▸ **短い課題 A**
後に続く抽出テキストを読み、次の問いに答えること。
(i) 今回の撮影で、大墻監督が事前にまったく作らなかったものは何か。
(ii) 作品を貸し出す際、コンディションを記録するために何をとるか。
(iii) 映画の最初に映し出されるのはどんなシーンか。

===== 抽出テキスト

休館中、西美の内部にカメラが入る。映画に、作品の保存修復作業や作品の状況をチェックする作業、購入予定作品を開梱作業などを行う学芸員の姿が映し出される。さらに、学芸員へのインタビューも盛り込まれている。

(c)大墻敦

学芸員の立場から大槻学芸員がこう話す。

「美術館の中にいる者として、よくここまで踏み込んで撮影させてもらえたなあと率直に驚きました。作品を美術館に収蔵するために、何回も打合せや会議を重ねます。その中で、学芸員が作品に対する考え方を述べたり、なぜこの作品がこの美術館に必要なのかを話し合ったりします。こうした議論はあまり外に出せないような内容も含まれます。作品を貸し出す際にコンディションを記録するため作品の調書をとりますが、作品にひびがあったり作品の状態があまりよくない場合があって、そういうものは関係者以外には見せません。でも、そういうところを大墻監督が丁寧に誠実に西美と相談を重ねられて撮影をされたんだなと思いました。西美もその撮ったものを公開していいよという姿勢に心打たれました」

大墻監督

「テレビ番組であれば、こういうシーンが撮れたらいいなあ、こういう場面を撮影してストーリーを描こうと考えて、事前に構成表をつくります。台本のようなものです。今回は構成表をまったく作りませんでした。西美の中で、みなさんが何をしているのか、それを記録したい、そうすることでみなさんの真の姿が浮かび上がると考えました。NHK時代、大英博物館やルーブル博物館など世界各地の美術館を撮影してきて、美術作品を撮ってきましたが、美術館の中でどういう仕事が行われているのか、撮影してこなかったと改めて思いました。よく撮らせてくれたなあと思います」

(c)大墻敦

映画の最初、美術作品の引っ越しシーンが映し出される。

==========
===== 入力データ

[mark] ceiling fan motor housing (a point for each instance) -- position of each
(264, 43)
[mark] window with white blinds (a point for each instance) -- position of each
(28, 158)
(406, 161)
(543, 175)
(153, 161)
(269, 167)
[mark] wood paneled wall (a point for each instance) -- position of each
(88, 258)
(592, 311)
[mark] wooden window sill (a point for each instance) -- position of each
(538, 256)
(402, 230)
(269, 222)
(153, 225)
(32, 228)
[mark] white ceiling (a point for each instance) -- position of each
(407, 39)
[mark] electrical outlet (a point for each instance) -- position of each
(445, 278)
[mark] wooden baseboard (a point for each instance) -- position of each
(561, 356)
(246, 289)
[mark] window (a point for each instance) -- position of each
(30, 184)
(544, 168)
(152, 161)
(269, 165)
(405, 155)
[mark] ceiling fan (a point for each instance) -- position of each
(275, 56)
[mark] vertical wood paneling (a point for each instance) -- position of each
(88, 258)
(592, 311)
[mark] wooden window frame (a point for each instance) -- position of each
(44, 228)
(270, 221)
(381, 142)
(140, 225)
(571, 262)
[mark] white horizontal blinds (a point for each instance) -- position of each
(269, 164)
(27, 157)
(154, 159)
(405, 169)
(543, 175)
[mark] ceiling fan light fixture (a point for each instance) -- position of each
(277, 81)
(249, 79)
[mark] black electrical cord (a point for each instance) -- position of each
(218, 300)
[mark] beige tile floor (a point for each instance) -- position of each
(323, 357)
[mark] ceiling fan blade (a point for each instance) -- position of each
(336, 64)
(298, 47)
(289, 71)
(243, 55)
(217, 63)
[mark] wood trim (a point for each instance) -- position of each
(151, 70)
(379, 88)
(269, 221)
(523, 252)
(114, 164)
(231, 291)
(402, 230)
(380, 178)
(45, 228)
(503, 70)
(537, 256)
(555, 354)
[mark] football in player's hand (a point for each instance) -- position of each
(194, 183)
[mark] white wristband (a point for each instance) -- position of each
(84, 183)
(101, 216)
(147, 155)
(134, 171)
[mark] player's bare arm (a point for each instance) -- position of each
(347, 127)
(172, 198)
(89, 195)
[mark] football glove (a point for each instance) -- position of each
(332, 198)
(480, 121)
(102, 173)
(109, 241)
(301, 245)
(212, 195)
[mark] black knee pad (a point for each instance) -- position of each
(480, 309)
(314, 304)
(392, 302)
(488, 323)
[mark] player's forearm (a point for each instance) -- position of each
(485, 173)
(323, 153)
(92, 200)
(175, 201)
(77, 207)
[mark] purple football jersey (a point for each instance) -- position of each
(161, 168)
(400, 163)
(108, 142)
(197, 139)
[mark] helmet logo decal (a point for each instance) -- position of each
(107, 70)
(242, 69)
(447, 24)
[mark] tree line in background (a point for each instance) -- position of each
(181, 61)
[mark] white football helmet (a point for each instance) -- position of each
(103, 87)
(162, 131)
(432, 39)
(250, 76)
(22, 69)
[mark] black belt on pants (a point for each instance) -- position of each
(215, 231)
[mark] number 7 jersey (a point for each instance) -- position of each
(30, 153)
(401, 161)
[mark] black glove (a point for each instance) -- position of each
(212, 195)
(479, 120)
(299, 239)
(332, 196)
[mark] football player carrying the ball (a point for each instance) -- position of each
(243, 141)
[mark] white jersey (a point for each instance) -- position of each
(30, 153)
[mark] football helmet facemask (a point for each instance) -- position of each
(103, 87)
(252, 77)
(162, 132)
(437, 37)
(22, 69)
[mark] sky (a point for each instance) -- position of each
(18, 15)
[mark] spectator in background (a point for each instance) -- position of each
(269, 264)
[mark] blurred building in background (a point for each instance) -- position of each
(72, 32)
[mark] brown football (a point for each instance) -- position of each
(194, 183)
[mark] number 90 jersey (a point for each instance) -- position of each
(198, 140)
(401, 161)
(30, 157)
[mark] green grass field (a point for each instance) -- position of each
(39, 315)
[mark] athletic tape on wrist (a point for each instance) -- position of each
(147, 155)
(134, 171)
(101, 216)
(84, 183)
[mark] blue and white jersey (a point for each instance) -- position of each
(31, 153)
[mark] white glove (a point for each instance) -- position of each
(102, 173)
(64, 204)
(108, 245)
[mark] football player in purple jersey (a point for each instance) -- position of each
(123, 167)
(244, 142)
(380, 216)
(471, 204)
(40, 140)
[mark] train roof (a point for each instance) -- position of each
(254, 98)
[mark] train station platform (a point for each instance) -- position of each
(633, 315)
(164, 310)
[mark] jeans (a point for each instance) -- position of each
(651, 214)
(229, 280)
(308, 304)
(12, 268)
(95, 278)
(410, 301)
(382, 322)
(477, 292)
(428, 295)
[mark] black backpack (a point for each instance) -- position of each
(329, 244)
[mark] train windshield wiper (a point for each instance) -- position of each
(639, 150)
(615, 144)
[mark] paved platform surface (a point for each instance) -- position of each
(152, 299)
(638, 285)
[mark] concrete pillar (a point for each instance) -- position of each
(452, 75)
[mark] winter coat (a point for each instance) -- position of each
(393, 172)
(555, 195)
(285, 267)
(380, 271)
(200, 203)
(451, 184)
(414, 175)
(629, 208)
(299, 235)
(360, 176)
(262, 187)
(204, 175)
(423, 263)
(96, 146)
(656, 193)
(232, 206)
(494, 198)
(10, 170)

==========

▸ **短い課題 B**
上のエントリから、文字列「platform」を含む行をすべて抜き出すこと。

▸ **課題の解答 A**
(i) 構成表
(ii) 作品の調書
(iii) 美術作品の引っ越しシーン

▸ **課題の解答 B**
[mark] train station platform (a point for each instance) -- position of each
[mark] paved platform surface (a point for each instance) -- position of each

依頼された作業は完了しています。